Problem requirements: The expected output is a copy of every line in the records with the string "tree".

Data items:
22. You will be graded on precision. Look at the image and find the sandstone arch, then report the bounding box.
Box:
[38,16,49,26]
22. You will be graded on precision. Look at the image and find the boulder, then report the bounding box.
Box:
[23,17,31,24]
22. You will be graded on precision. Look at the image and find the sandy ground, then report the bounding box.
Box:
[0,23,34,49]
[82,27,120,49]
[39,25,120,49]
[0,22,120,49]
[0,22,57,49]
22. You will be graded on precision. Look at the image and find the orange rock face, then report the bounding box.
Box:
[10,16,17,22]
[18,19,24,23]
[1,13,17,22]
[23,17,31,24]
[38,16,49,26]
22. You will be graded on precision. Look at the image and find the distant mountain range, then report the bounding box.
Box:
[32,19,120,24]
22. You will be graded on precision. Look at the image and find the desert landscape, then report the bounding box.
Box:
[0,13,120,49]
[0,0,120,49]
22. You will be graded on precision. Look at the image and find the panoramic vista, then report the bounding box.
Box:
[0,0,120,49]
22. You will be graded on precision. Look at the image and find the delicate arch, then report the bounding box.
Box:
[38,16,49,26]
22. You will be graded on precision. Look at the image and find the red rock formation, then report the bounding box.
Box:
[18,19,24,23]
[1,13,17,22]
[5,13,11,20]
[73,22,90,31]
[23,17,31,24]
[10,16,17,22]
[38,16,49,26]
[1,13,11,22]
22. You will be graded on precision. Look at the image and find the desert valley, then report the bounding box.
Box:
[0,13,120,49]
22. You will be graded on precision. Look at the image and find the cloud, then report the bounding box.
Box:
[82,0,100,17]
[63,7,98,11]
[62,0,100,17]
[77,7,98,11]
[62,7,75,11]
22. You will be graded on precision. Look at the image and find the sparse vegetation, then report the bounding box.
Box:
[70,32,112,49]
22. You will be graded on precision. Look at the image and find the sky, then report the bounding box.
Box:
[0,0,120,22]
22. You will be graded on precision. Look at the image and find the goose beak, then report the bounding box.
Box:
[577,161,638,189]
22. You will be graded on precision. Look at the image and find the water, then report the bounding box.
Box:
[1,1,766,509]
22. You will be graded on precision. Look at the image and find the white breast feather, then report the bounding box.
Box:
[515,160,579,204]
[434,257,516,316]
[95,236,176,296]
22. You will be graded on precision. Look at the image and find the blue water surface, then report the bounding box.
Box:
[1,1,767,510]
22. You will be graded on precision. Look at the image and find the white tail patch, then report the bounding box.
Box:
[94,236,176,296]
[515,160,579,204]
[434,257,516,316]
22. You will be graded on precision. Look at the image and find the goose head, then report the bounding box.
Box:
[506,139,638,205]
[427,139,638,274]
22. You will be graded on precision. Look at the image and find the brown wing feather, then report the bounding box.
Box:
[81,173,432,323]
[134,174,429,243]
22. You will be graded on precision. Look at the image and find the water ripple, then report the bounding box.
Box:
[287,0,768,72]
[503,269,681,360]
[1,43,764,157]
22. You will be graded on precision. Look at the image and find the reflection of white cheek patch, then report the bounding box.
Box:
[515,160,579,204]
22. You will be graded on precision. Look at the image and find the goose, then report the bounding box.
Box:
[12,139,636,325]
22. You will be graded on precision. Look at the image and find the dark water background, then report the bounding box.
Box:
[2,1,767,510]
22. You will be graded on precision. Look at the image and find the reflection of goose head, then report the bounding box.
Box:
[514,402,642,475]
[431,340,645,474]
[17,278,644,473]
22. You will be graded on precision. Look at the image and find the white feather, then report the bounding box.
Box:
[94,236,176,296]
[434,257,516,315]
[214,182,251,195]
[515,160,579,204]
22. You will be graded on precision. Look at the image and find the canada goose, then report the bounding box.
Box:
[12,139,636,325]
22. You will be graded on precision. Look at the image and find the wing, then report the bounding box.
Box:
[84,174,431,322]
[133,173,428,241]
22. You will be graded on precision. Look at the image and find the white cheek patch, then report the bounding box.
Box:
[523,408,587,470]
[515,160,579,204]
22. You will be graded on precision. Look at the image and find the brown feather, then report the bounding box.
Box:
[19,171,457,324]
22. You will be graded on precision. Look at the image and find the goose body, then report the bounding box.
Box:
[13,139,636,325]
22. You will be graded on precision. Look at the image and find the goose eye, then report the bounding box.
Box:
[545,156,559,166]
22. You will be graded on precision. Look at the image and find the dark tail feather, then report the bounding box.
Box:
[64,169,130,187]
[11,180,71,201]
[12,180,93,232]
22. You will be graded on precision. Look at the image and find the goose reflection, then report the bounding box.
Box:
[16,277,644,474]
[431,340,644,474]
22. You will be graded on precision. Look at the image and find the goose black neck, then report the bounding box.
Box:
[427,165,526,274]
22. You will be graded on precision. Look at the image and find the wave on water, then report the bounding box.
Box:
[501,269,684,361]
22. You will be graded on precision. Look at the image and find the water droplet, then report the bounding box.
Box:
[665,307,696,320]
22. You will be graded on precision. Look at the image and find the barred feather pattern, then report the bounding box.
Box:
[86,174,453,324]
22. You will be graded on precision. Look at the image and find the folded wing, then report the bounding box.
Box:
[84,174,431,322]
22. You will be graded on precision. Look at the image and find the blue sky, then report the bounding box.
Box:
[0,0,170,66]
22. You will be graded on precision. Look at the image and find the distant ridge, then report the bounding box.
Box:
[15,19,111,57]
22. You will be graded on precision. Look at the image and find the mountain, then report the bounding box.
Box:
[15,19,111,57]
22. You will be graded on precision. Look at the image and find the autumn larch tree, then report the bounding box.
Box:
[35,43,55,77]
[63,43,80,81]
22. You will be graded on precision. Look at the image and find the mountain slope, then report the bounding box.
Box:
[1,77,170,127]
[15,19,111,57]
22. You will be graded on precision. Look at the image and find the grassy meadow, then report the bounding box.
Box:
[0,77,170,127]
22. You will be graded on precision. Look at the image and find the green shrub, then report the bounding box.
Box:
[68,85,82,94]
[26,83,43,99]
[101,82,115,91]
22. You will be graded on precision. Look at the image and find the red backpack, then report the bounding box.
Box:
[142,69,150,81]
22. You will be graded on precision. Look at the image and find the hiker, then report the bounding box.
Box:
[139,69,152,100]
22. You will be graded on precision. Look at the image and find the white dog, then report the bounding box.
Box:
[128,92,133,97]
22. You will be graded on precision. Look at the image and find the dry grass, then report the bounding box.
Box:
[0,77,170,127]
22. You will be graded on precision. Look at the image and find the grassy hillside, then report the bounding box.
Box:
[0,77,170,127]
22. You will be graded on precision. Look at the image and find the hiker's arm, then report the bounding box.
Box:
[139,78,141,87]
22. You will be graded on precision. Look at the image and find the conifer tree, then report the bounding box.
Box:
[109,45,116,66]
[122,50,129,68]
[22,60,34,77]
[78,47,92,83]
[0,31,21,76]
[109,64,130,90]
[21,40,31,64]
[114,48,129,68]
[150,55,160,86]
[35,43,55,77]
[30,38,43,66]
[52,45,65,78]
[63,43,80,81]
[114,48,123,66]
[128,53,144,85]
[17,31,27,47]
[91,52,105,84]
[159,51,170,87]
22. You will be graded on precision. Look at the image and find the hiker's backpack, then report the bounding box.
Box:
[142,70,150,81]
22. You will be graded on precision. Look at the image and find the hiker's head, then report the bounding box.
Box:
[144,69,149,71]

---

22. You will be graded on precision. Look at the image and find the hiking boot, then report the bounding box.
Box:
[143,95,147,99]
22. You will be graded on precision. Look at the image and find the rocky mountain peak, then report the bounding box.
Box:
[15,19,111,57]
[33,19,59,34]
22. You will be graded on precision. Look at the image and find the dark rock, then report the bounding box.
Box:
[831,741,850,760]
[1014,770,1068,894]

Answer box:
22. You will be graded on precision. Look at the image and find the autumn larch tree, then report the bounding box.
22. You will be graded on precision. Look at the image and find the conifer tree, then report the bounding box.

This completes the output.